---------- EXTRACT TO READ

You are viewing a plain text version of this content. The canonical link for it is here.

Posted to user@spark.apache.org by kant kodali <ka...@gmail.com> on 2018/03/19 20:35:53 UTC

select count * doesnt seem to respect update mode in Kafka Structured Streaming?

Hi All,

I have 10 million records in my Kafka and I am just trying to
spark.sql(select count(*) from kafka_view). I am reading from kafka and
writing to kafka.

My writeStream is set to "update" mode and trigger interval of one second (
Trigger.ProcessingTime(1000)). I expect the counts to be printed every
second but looks like it would print after going through all 10M. why?

Also, it seems to take forever whereas Linux wc of 10M rows would take 30
seconds.

Thanks!

Re: select count * doesnt seem to respect update mode in Kafka Structured Streaming?

Posted by kant kodali <ka...@gmail.com>.

Thanks Michael! that works!

On Tue, Mar 20, 2018 at 5:00 PM, Michael Armbrust <mi...@databricks.com>
wrote:

> Those options will not affect structured streaming.  You are looking for
>
> .option("maxOffsetsPerTrigger", "1000")
>
> We are working on improving this by building a generic mechanism into the
> Streaming DataSource V2 so that the engine can do admission control on the
> amount of data returned in a source independent way.
>
> On Tue, Mar 20, 2018 at 2:58 PM, kant kodali <ka...@gmail.com> wrote:
>
>> I am using spark 2.3.0 and Kafka 0.10.2.0 so I assume structured
>> streaming using Direct API's although I am not sure? If it is direct API's
>> the only parameters that are relevant are below according to this
>> <https://www.linkedin.com/pulse/enable-back-pressure-make-your-spark-streaming-production-lan-jiang>
>> article
>>
>>    - spark.conf("spark.streaming.backpressure.enabled", "true")
>>    - spark.conf("spark.streaming.kafka.maxRatePerPartition", "10000")
>>
>> I set both of these and I run select count * on my 10M records I still
>> don't see any output until it finishes the initial batch of 10M and this
>> takes a while. so I am wondering if I miss something here?

--------------------

*EXERCISE DESCRIPTION*. In the mailing-list thread, why did the poster set spark.streaming.backpressure.enabled and spark.streaming.kafka.maxRatePerPartition?

---------- RECORDED INFORMATION

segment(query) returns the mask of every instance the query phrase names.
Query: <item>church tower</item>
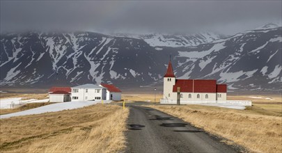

--------------------

*RESPONSE TO THIS EXERCISE*. The poster was running Spark 2.3.0 with Kafka 0.10.2.0 and assumed this meant structured streaming used the Direct APIs. According to a linked article, those two are the only relevant parameters when the Direct APIs are used.